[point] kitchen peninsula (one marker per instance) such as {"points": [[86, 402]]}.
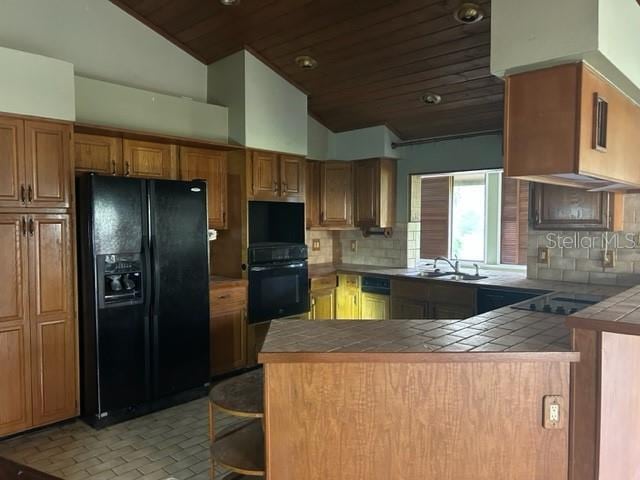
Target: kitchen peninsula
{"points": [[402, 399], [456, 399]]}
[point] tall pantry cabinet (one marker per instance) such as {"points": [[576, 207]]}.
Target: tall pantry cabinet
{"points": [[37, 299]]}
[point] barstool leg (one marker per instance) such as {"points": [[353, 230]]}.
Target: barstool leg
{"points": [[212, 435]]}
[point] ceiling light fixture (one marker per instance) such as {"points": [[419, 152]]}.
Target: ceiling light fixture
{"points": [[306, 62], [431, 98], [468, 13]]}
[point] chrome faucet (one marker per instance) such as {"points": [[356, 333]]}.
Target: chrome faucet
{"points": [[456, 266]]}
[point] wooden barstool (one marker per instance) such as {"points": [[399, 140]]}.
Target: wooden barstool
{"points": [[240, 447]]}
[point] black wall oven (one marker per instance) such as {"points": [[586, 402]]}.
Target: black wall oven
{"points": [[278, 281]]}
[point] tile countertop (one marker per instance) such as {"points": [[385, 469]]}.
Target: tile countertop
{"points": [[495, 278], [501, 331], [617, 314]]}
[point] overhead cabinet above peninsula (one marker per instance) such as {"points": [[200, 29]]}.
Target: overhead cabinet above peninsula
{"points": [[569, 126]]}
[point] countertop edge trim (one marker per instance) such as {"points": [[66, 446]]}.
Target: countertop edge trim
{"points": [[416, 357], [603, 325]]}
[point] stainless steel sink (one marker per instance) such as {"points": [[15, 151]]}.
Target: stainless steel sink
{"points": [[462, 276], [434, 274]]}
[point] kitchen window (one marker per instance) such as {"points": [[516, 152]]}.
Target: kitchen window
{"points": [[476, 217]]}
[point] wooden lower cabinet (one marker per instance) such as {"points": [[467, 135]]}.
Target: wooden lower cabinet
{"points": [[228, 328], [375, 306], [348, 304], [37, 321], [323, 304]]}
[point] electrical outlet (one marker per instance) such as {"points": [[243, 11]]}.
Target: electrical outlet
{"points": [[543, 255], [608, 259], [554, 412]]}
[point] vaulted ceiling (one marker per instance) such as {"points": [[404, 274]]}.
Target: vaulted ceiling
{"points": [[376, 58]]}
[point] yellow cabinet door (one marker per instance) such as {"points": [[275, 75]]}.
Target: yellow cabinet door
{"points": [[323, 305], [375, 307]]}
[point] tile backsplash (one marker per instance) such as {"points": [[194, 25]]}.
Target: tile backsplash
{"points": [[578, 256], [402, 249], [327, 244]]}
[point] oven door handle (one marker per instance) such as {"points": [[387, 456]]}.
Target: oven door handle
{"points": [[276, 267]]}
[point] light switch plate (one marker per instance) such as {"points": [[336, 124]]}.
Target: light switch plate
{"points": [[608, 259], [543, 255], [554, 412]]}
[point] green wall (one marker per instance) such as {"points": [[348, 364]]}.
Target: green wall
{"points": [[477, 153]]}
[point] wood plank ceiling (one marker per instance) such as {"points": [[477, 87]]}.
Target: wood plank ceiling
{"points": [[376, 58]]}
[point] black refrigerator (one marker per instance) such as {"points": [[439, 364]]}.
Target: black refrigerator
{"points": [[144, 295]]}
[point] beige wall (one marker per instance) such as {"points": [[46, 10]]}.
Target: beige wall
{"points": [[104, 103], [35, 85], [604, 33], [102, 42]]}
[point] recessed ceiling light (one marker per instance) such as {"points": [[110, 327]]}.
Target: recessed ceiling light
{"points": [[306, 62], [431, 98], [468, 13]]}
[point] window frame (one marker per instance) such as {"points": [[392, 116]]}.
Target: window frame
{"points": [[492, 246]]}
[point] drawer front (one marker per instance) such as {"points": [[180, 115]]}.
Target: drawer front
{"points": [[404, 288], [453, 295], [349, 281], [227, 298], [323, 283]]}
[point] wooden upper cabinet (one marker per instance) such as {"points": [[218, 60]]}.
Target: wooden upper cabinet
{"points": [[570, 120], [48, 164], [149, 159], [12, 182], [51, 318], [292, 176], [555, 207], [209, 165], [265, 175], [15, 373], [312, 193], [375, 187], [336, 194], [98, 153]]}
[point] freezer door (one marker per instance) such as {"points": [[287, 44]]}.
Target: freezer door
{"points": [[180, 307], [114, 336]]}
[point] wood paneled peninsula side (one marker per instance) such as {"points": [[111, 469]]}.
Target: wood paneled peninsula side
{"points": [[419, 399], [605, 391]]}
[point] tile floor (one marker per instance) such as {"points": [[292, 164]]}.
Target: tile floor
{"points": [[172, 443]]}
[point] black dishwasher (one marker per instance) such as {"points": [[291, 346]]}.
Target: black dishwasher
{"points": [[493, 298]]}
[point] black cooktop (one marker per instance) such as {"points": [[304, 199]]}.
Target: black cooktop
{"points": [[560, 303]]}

**WORK INSTRUCTIONS**
Retype the whole listing exactly and leave the pictures out.

**WRITTEN RESPONSE**
[point] kitchen peninsula (one marker per instance) such as {"points": [[86, 402]]}.
Target: kitchen peninsula
{"points": [[402, 399], [456, 399]]}
[point] tall pantry cabinet (one marker per instance) such as {"points": [[576, 207]]}.
Target: tall pantry cabinet
{"points": [[37, 299]]}
[point] barstool leg (one marker per instance) such as {"points": [[353, 230]]}.
Target: barstool leg
{"points": [[212, 435]]}
[point] ceiling light fixture (one marker per instance) such as {"points": [[419, 152]]}.
Target: ceiling light fixture
{"points": [[306, 62], [431, 98], [468, 13]]}
[point] chrome faucet (one marker per instance) such as {"points": [[356, 333]]}.
Target: chrome faucet
{"points": [[456, 266]]}
[point] wooden barstool (one marker per instance) such as {"points": [[399, 140]]}.
Target: wooden barstool
{"points": [[240, 447]]}
[point] black wall oven (one marker per instance) such as {"points": [[586, 402]]}.
Target: black wall oven
{"points": [[278, 281]]}
[point] tile countertop (one marker per instance) such as {"points": [[385, 469]]}.
Target: tile countertop
{"points": [[495, 278], [501, 331], [617, 314]]}
[point] overhead cabinet above peninsula (one marker per instance) such as {"points": [[200, 29]]}.
Target: overhead cabinet above peninsula
{"points": [[569, 126]]}
[point] countertop edge trim (one marker per instance) such as {"points": [[66, 446]]}.
Target: countertop edge trim
{"points": [[416, 357], [603, 325]]}
[point] stainless steel sink (one marker per instance) such as {"points": [[15, 151]]}.
Target: stainless steel sink
{"points": [[462, 276], [434, 274]]}
[point] kitchen window (one marker per instance) such as {"points": [[516, 152]]}.
Target: kitchen window
{"points": [[476, 217]]}
[point] wooden lower cabinet (one marker per instance) such as {"points": [[467, 135]]}.
Target: wooden lower cabinet
{"points": [[228, 328], [375, 306], [348, 304], [37, 321], [323, 304]]}
[point] electrical outlet (one marker per instance) such as {"points": [[243, 11]]}.
Target: electrical outlet
{"points": [[543, 255], [608, 259], [554, 412]]}
[point] vaulted ceiling (one marker per instance) such as {"points": [[404, 274]]}.
Target: vaulted ceiling
{"points": [[376, 58]]}
[point] yellow cabinet door (one marker per instance) such as {"points": [[275, 75]]}.
Target: yellow cabinet door
{"points": [[323, 305], [375, 307]]}
[point] tile backsplash (one marker per instance) such as {"points": [[194, 25]]}.
Target: tile backsplash
{"points": [[578, 256], [402, 249], [327, 244]]}
[point] oven door handle (one marker per instance) such as {"points": [[387, 456]]}.
Target: oven door handle
{"points": [[276, 267]]}
[point] light switch plate (one marker per instance) such as {"points": [[336, 124]]}.
Target: light switch plate
{"points": [[608, 259], [543, 255], [554, 412]]}
[point] green wall (one marker per instance) such as {"points": [[348, 364]]}.
Target: green wall
{"points": [[477, 153]]}
[point] wood plank ceiling (one marker per instance) such as {"points": [[477, 87]]}.
Target: wood plank ceiling
{"points": [[376, 58]]}
[point] black refrigerator (one marker per instance) such as {"points": [[439, 364]]}.
Target: black refrigerator
{"points": [[144, 295]]}
[point] beige wall (one marker per instance) such as {"points": [[46, 10]]}.
Target: beige wall
{"points": [[104, 103], [35, 85], [604, 33], [102, 42]]}
[point] recessed ceiling light (one marker per instance) such as {"points": [[110, 327]]}.
Target: recessed ceiling light
{"points": [[306, 62], [431, 98], [468, 13]]}
[point] window frame (one marker per instance) such as {"points": [[392, 116]]}.
Target: window frame
{"points": [[492, 246]]}
[point] drawer front (one marker per instance) such as {"points": [[180, 115]]}.
Target: drawer front
{"points": [[404, 288], [453, 295], [349, 281], [227, 298], [323, 283]]}
[point] wooden upper cabinet (one marker per instance) such as {"points": [[218, 60]]}.
Target: wooden upper cabinet
{"points": [[570, 120], [48, 164], [149, 159], [12, 182], [51, 318], [292, 176], [555, 207], [209, 165], [265, 175], [15, 373], [312, 193], [375, 187], [336, 194], [98, 153]]}
[point] freezer door (one marker per instance) such as {"points": [[287, 44]]}.
Target: freezer door
{"points": [[180, 307], [114, 336]]}
[point] wood paneled peninsula side (one marker per instance) such as {"points": [[111, 469]]}.
Target: wood paneled peninsula side
{"points": [[419, 399], [605, 391]]}
[point] tile floor (one marker per instance) such as {"points": [[292, 164]]}.
Target: tile floor
{"points": [[172, 443]]}
[point] black dishwasher (one marker per instance) such as {"points": [[291, 346]]}.
Target: black dishwasher
{"points": [[493, 298]]}
[point] black cooktop (one marker per instance) such as {"points": [[304, 199]]}.
Target: black cooktop
{"points": [[560, 303]]}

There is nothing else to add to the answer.